[Saved entries]
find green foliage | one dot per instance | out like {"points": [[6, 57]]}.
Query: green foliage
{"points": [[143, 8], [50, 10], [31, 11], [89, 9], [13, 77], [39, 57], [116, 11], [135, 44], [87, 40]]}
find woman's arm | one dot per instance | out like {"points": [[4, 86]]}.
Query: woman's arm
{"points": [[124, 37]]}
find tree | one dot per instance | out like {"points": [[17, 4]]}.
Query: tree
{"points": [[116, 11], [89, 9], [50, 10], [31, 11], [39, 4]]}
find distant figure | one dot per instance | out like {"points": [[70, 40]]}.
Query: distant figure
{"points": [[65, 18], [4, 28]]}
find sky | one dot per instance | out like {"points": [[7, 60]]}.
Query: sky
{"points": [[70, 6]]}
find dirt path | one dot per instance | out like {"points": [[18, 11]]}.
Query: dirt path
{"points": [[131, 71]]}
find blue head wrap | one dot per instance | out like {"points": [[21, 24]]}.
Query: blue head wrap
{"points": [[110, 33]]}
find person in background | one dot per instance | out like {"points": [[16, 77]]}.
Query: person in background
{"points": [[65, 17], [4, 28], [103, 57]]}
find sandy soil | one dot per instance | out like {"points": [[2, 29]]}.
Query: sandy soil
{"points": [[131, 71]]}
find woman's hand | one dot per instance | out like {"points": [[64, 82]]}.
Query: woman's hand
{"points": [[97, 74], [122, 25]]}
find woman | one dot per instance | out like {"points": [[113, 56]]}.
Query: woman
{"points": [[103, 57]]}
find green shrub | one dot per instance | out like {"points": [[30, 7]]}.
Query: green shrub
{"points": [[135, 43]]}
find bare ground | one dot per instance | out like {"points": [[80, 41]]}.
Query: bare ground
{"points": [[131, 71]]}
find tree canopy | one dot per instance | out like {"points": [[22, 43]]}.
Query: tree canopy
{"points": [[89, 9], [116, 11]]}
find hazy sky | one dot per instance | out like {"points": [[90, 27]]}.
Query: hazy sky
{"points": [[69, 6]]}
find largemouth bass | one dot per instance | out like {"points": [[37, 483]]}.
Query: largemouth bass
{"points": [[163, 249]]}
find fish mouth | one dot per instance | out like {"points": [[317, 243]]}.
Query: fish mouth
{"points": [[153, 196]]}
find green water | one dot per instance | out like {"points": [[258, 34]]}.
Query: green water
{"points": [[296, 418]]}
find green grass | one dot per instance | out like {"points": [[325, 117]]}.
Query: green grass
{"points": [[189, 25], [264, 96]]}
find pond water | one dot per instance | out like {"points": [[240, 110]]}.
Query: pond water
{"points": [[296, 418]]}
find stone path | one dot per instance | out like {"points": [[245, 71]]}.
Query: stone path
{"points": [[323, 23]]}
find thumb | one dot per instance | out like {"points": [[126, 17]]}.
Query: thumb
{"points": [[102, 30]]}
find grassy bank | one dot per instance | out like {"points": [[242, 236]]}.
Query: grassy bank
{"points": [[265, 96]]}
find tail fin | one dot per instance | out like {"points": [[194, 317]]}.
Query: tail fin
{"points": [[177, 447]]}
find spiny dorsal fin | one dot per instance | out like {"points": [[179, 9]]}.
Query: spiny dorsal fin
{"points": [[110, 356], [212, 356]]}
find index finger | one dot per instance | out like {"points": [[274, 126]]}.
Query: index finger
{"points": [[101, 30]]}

* * *

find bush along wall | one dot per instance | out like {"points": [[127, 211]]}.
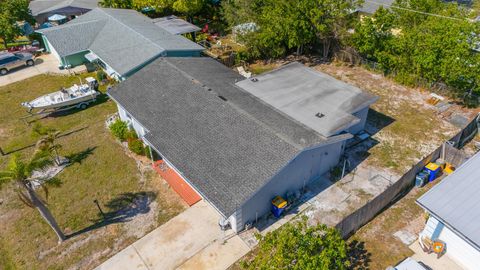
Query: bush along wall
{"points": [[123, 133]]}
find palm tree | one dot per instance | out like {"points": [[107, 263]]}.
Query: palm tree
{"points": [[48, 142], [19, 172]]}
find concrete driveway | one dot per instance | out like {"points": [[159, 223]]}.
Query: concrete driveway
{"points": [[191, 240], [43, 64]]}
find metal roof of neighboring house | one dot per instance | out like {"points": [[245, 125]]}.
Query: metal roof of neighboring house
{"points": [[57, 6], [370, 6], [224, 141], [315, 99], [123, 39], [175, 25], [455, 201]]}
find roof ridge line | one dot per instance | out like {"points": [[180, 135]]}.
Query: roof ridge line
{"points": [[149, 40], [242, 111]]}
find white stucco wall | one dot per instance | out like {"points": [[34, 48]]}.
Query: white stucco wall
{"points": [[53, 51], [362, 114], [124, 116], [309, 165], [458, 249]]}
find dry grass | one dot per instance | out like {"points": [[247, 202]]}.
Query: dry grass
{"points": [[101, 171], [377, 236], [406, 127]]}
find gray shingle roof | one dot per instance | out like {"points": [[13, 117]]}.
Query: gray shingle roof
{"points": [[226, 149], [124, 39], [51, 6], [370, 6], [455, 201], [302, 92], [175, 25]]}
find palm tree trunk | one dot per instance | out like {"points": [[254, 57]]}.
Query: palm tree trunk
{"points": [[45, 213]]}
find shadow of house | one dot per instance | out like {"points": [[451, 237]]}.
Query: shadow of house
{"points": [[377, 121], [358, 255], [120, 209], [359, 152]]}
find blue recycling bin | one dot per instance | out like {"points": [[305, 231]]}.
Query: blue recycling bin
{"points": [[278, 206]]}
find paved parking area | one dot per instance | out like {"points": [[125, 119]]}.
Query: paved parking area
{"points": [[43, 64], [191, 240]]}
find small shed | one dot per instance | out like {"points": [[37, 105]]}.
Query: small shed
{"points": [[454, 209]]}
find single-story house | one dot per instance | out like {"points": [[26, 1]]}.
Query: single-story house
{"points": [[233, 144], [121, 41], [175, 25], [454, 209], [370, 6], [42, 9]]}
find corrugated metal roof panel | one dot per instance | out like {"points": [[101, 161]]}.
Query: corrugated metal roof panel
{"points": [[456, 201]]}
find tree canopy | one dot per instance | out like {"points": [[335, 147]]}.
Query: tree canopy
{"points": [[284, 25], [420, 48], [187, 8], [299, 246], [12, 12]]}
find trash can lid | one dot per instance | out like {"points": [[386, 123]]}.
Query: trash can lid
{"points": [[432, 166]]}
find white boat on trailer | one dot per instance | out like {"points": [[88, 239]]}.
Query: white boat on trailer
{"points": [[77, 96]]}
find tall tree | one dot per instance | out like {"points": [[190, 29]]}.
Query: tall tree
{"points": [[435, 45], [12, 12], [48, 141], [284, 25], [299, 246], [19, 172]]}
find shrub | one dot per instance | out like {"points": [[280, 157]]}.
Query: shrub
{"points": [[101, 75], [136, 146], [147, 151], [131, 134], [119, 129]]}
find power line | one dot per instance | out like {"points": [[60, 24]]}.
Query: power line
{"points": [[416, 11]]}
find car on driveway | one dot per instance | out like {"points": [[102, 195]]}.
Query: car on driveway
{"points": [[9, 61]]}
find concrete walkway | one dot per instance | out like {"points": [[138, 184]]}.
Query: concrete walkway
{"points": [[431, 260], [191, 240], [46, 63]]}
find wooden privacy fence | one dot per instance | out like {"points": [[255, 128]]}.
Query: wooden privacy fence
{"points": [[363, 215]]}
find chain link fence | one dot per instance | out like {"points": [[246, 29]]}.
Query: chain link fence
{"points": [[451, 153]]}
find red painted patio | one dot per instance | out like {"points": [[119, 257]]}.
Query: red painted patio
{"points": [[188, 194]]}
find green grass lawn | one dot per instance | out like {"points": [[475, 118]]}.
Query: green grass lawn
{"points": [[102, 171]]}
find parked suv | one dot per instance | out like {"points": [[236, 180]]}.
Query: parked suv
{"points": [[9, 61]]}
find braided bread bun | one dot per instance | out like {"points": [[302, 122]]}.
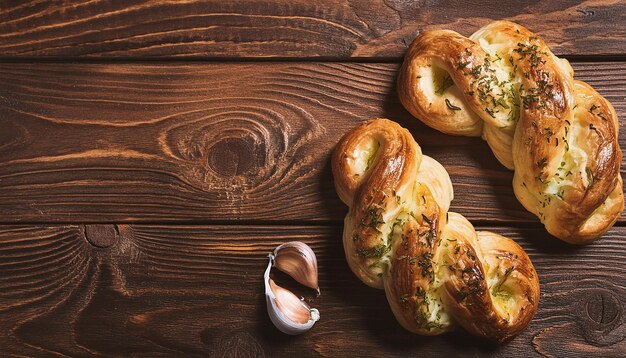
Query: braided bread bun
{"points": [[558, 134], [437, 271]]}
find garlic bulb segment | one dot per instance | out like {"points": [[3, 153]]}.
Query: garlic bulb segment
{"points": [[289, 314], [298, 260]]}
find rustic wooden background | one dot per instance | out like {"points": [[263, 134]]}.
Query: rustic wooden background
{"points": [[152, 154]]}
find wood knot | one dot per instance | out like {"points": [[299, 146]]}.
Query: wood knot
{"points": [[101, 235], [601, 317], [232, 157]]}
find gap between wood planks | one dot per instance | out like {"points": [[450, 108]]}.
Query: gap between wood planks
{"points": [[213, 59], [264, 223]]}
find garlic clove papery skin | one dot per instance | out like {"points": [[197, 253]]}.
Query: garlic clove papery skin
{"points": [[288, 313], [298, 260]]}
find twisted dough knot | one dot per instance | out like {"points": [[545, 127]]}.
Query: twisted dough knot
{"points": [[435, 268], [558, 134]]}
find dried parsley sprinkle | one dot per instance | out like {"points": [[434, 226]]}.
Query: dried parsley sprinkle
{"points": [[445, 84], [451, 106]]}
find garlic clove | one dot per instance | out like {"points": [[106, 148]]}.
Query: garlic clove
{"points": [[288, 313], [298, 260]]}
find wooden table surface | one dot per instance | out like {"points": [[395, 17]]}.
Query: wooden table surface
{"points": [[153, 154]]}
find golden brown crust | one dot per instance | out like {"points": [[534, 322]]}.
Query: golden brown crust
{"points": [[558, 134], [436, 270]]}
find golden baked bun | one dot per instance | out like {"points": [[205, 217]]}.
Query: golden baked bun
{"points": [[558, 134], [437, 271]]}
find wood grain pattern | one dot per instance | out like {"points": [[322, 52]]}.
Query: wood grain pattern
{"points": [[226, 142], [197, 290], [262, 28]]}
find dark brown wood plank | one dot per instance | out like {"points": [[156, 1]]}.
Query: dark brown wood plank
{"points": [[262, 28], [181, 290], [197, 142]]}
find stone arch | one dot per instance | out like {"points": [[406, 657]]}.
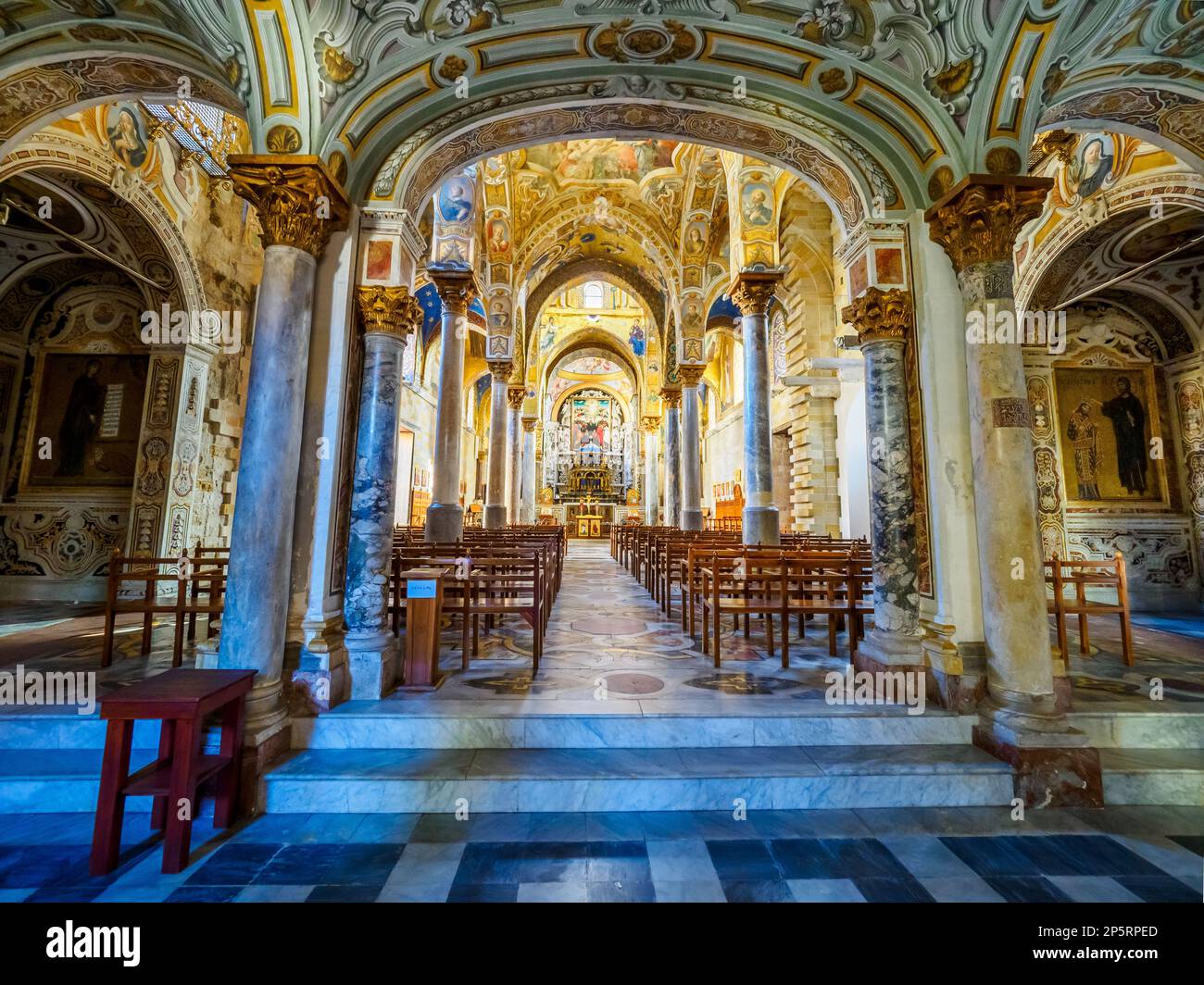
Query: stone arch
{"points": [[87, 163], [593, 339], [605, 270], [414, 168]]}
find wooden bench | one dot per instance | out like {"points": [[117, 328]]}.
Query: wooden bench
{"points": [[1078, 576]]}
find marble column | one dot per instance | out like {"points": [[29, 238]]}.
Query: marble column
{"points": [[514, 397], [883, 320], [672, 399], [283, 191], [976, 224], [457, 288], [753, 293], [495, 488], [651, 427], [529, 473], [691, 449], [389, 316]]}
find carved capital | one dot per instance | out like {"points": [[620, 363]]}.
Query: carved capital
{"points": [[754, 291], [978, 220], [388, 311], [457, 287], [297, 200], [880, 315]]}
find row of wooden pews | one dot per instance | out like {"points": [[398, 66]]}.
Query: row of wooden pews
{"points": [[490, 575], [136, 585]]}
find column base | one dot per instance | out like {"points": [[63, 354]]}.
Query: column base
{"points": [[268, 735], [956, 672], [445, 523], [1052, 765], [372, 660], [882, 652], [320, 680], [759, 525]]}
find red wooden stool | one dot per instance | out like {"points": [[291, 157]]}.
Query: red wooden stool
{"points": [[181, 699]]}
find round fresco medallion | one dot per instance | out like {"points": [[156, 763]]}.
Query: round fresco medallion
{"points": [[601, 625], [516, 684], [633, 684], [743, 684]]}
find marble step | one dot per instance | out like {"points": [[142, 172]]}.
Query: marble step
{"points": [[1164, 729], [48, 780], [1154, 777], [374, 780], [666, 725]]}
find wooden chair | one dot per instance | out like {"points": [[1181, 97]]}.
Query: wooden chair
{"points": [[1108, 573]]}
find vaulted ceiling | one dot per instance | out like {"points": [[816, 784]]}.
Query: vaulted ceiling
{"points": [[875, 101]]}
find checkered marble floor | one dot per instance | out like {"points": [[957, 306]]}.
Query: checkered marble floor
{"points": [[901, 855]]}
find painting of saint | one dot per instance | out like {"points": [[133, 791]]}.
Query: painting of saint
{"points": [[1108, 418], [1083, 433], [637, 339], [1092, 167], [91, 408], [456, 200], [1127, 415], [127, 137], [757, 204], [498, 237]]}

▸ **WHAT YOU NEED TO DO**
Reproduce the records above exactly, but only from the line with "find red painted" up to and including the line with "find garlic bulb". Leave the pictures out.

▸ **EXPECTED ANSWER**
find red painted patio | one dot per instance | out like {"points": [[119, 257]]}.
Query: red painted patio
{"points": [[188, 194]]}
find green grass lawn | one dot per instance | out like {"points": [[475, 118]]}.
Query: green grass lawn
{"points": [[102, 171]]}
find parked suv | one dot per instance | out like {"points": [[236, 180]]}.
Query: parked suv
{"points": [[9, 61]]}
find braided bread bun | one dot per instance | out like {"points": [[302, 122]]}.
Query: braided bread bun
{"points": [[558, 134], [437, 271]]}
find garlic bulb segment | one dot per instance | out like {"points": [[3, 153]]}.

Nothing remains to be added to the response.